*Input material*.
________________

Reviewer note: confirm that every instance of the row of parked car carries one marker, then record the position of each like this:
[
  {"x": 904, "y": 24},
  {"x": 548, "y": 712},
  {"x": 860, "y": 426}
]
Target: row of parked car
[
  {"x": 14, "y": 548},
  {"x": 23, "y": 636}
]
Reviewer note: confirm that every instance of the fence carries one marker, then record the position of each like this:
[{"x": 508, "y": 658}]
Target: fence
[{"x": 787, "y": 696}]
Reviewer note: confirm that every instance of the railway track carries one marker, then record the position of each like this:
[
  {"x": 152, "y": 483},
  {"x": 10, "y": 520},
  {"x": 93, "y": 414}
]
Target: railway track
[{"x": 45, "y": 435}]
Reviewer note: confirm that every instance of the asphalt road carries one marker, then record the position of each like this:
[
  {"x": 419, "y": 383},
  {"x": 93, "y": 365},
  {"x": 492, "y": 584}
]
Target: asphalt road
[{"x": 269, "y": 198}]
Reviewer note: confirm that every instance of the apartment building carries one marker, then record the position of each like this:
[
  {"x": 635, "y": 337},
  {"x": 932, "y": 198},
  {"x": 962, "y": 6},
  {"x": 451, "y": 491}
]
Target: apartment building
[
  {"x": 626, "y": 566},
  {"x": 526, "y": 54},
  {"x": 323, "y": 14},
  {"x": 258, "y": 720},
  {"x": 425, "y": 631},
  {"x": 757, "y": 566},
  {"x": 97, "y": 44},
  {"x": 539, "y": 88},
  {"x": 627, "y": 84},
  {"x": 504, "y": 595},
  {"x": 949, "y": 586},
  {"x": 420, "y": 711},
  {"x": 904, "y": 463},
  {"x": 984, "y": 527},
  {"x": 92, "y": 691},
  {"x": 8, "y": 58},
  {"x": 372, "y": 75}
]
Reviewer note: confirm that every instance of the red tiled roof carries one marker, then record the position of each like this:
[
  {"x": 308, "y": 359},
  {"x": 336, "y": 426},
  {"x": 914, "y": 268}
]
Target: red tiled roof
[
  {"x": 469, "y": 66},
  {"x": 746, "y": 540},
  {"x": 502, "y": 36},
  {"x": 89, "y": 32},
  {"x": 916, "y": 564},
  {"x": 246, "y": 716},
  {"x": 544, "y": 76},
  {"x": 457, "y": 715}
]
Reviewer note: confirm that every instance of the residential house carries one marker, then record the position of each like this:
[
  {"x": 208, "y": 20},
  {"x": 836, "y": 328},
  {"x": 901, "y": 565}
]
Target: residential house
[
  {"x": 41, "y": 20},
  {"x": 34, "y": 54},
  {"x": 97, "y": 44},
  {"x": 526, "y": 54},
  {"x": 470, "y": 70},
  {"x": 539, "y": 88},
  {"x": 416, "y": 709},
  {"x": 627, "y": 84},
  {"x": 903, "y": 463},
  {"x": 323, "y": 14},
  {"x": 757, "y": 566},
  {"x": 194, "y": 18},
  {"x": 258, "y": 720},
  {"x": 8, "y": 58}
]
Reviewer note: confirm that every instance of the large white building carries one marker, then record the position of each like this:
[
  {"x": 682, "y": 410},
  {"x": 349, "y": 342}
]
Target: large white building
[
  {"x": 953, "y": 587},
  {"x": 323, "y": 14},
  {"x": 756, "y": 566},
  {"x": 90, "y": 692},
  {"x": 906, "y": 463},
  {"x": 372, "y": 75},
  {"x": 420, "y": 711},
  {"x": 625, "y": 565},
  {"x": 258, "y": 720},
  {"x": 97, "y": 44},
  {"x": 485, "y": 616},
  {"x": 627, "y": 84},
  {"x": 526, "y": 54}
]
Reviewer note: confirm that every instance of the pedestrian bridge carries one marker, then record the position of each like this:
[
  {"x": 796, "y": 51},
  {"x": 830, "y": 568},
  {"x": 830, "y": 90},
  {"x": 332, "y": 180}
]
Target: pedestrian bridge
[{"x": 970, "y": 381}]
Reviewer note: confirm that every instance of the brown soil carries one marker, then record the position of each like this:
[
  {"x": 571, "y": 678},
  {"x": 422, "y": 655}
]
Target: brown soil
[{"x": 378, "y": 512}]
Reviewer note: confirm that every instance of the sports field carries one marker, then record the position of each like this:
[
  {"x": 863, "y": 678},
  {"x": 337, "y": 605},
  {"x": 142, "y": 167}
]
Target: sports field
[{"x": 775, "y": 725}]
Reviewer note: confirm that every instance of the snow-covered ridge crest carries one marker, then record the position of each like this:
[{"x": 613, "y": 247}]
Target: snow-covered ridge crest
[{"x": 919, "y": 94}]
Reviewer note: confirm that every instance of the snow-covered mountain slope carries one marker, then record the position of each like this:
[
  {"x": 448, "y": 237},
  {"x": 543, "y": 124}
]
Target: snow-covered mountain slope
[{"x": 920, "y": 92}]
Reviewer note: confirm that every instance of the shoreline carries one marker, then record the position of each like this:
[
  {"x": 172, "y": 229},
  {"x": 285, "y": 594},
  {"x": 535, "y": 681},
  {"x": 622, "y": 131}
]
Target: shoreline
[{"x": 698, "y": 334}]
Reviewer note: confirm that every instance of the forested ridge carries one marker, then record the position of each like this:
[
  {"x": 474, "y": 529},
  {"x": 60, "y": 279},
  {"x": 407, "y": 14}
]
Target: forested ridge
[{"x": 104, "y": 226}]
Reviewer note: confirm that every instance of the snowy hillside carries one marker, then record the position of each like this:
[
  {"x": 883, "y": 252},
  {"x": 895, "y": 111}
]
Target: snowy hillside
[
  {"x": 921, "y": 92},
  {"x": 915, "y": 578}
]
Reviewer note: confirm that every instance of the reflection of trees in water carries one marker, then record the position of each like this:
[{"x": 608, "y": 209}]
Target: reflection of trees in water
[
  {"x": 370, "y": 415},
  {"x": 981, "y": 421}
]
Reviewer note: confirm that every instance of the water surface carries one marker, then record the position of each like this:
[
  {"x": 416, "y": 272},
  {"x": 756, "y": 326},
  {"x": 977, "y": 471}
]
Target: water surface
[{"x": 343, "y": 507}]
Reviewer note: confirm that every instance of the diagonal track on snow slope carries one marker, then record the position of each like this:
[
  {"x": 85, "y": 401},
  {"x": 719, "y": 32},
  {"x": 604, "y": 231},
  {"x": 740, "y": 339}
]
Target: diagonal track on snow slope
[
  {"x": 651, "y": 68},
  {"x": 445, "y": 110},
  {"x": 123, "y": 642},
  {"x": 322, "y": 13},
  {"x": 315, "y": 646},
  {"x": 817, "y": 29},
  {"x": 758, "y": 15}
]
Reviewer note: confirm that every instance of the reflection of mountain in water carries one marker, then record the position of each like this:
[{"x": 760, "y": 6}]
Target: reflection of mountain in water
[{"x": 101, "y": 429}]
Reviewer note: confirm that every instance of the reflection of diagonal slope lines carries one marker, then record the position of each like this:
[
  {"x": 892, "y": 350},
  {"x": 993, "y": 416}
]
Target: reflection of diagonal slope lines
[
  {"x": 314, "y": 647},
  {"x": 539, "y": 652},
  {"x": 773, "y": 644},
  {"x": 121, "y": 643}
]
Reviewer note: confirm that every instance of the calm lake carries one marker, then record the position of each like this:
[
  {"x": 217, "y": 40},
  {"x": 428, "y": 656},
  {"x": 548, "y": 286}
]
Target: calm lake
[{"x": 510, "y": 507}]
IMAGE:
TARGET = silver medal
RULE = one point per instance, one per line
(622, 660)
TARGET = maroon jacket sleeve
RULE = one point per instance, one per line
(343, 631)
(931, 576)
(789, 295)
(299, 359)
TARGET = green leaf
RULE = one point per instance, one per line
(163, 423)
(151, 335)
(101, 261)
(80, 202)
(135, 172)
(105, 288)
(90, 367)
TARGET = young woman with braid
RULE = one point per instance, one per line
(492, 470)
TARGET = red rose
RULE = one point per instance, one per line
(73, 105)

________________

*Task description*. Copy all the items above line for line, with no changes.

*Completed exercise*.
Reviewer note: confirm that every instance of the row of parked car carries one marker, then record the position of each like this:
[
  {"x": 904, "y": 24},
  {"x": 548, "y": 712},
  {"x": 860, "y": 426}
]
Target: row of parked car
[
  {"x": 14, "y": 548},
  {"x": 23, "y": 636}
]
Reviewer note: confirm that every instance of the fence carries one marker, then record the position of each like this:
[{"x": 508, "y": 658}]
Target: fence
[{"x": 787, "y": 696}]
Reviewer note: confirm that every instance of the railway track carries one marker, then record the position of each like this:
[
  {"x": 152, "y": 483},
  {"x": 10, "y": 520},
  {"x": 93, "y": 414}
]
Target: railway track
[{"x": 45, "y": 435}]
Reviewer note: confirm that every instance of the asphalt road carries one marker, then record the position of each like this:
[
  {"x": 419, "y": 383},
  {"x": 93, "y": 365},
  {"x": 492, "y": 584}
]
Target: asphalt road
[{"x": 269, "y": 198}]
Reviewer note: confirm that every instance of the apartment building carries one marker, then record the position of each like this:
[
  {"x": 635, "y": 337},
  {"x": 932, "y": 198},
  {"x": 962, "y": 6},
  {"x": 451, "y": 491}
]
Target: apartment building
[
  {"x": 626, "y": 566},
  {"x": 526, "y": 54},
  {"x": 323, "y": 14},
  {"x": 258, "y": 720},
  {"x": 425, "y": 631},
  {"x": 757, "y": 566},
  {"x": 97, "y": 44},
  {"x": 539, "y": 88},
  {"x": 627, "y": 84},
  {"x": 504, "y": 595},
  {"x": 949, "y": 586},
  {"x": 420, "y": 711},
  {"x": 904, "y": 463},
  {"x": 984, "y": 527},
  {"x": 92, "y": 691},
  {"x": 8, "y": 58},
  {"x": 372, "y": 75}
]
Reviewer note: confirm that every instance of the red tiled roof carries one marker, then record the position of each like this:
[
  {"x": 308, "y": 359},
  {"x": 336, "y": 426},
  {"x": 914, "y": 268}
]
Target: red tiled roof
[
  {"x": 469, "y": 66},
  {"x": 746, "y": 540},
  {"x": 502, "y": 36},
  {"x": 89, "y": 32},
  {"x": 916, "y": 564},
  {"x": 246, "y": 716},
  {"x": 544, "y": 76},
  {"x": 457, "y": 715}
]
Reviewer note: confirm that every instance of the residential house carries one marker, then record the position of each like this:
[
  {"x": 208, "y": 20},
  {"x": 836, "y": 328},
  {"x": 901, "y": 565}
]
Target: residential house
[
  {"x": 41, "y": 20},
  {"x": 34, "y": 54},
  {"x": 97, "y": 44},
  {"x": 526, "y": 54},
  {"x": 470, "y": 70},
  {"x": 539, "y": 88},
  {"x": 416, "y": 709},
  {"x": 627, "y": 84},
  {"x": 903, "y": 463},
  {"x": 323, "y": 14},
  {"x": 757, "y": 566},
  {"x": 194, "y": 18},
  {"x": 258, "y": 720},
  {"x": 8, "y": 58}
]
Reviewer note: confirm that every instance of the large white building carries one marker, then record the position of each like this:
[
  {"x": 682, "y": 410},
  {"x": 349, "y": 342}
]
Target: large white building
[
  {"x": 953, "y": 587},
  {"x": 323, "y": 14},
  {"x": 756, "y": 566},
  {"x": 90, "y": 692},
  {"x": 906, "y": 463},
  {"x": 372, "y": 75},
  {"x": 420, "y": 711},
  {"x": 625, "y": 565},
  {"x": 258, "y": 720},
  {"x": 97, "y": 44},
  {"x": 485, "y": 616},
  {"x": 627, "y": 84},
  {"x": 526, "y": 54}
]
Reviewer note: confirm that every instance of the pedestrian bridge carries one marker, then record the position of each like this:
[
  {"x": 796, "y": 51},
  {"x": 830, "y": 568},
  {"x": 830, "y": 90},
  {"x": 332, "y": 180}
]
Target: pedestrian bridge
[{"x": 970, "y": 381}]
Reviewer note: confirm that every instance of the brown soil carries one marker, then record the position of each like this:
[
  {"x": 571, "y": 678},
  {"x": 422, "y": 655}
]
Target: brown soil
[{"x": 378, "y": 512}]
Reviewer note: confirm that every instance of the sports field carries one marker, then record the position of each like this:
[
  {"x": 863, "y": 678},
  {"x": 337, "y": 605},
  {"x": 142, "y": 167}
]
Target: sports field
[{"x": 775, "y": 725}]
Reviewer note: confirm that every instance of the snow-covered ridge crest carries one marker, then record the position of each like this:
[{"x": 613, "y": 247}]
Target: snow-covered ridge crest
[{"x": 919, "y": 94}]
Reviewer note: confirm that every instance of the snow-covered mountain slope carries one marker, then record the position of each like this:
[
  {"x": 448, "y": 237},
  {"x": 543, "y": 124}
]
Target: snow-covered mountain slope
[{"x": 920, "y": 92}]
Reviewer note: confirm that every instance of the shoreline carries one marker, then record the position of each like this:
[
  {"x": 172, "y": 229},
  {"x": 285, "y": 594},
  {"x": 535, "y": 681},
  {"x": 622, "y": 131}
]
Target: shoreline
[{"x": 698, "y": 334}]
Reviewer note: confirm that every instance of the forested ridge carries one marker, then record the position of each like this:
[
  {"x": 474, "y": 529},
  {"x": 60, "y": 279},
  {"x": 407, "y": 14}
]
Target: forested ridge
[{"x": 104, "y": 226}]
Reviewer note: confirm that every instance of the snowy hillside carries one marker, then record the position of each like this:
[
  {"x": 883, "y": 252},
  {"x": 895, "y": 111}
]
Target: snowy hillside
[
  {"x": 921, "y": 92},
  {"x": 915, "y": 578}
]
Reviewer note: confirm that every instance of the reflection of trees in water carries one marker, then record the position of each like this:
[{"x": 608, "y": 209}]
Target: reflection of trees in water
[
  {"x": 370, "y": 415},
  {"x": 981, "y": 421}
]
Reviewer note: confirm that every instance of the water surface carries one marker, then record the position of each like this:
[
  {"x": 416, "y": 272},
  {"x": 756, "y": 326},
  {"x": 977, "y": 471}
]
Target: water surface
[{"x": 343, "y": 507}]
Reviewer note: confirm that every instance of the diagonal track on snow slope carries one marker, then record the position of each like this:
[
  {"x": 85, "y": 401},
  {"x": 719, "y": 32},
  {"x": 604, "y": 231},
  {"x": 740, "y": 339}
]
Target: diagonal track on snow slope
[
  {"x": 651, "y": 68},
  {"x": 445, "y": 110},
  {"x": 123, "y": 642},
  {"x": 322, "y": 13},
  {"x": 315, "y": 646},
  {"x": 817, "y": 29},
  {"x": 758, "y": 15}
]
Reviewer note: confirm that every instance of the reflection of mountain in water carries one marker, then record the position of each like this:
[{"x": 760, "y": 6}]
Target: reflection of mountain in water
[{"x": 101, "y": 429}]
Reviewer note: confirm that every instance of the reflection of diagonal slope lines carries one marker, then record the position of each like this:
[
  {"x": 892, "y": 350},
  {"x": 993, "y": 416}
]
Target: reflection of diagonal slope lines
[
  {"x": 314, "y": 647},
  {"x": 539, "y": 652},
  {"x": 773, "y": 644},
  {"x": 121, "y": 643}
]
Reviewer note: confirm that every instance of the calm lake carries one marker, then record the position of each like this:
[
  {"x": 217, "y": 40},
  {"x": 428, "y": 656},
  {"x": 548, "y": 286}
]
Target: calm lake
[{"x": 510, "y": 507}]
IMAGE:
TARGET = silver medal
RULE = one point per instance, one per line
(622, 660)
TARGET = maroon jacket sleeve
RULE = one point per instance, one per line
(343, 631)
(931, 576)
(789, 295)
(299, 359)
TARGET = green leaf
RULE = one point per instance, one per line
(163, 423)
(151, 335)
(101, 261)
(80, 202)
(135, 172)
(105, 288)
(90, 367)
TARGET = young woman with braid
RULE = one point per instance, one per line
(492, 470)
TARGET = red rose
RULE = one point per instance, one per line
(73, 105)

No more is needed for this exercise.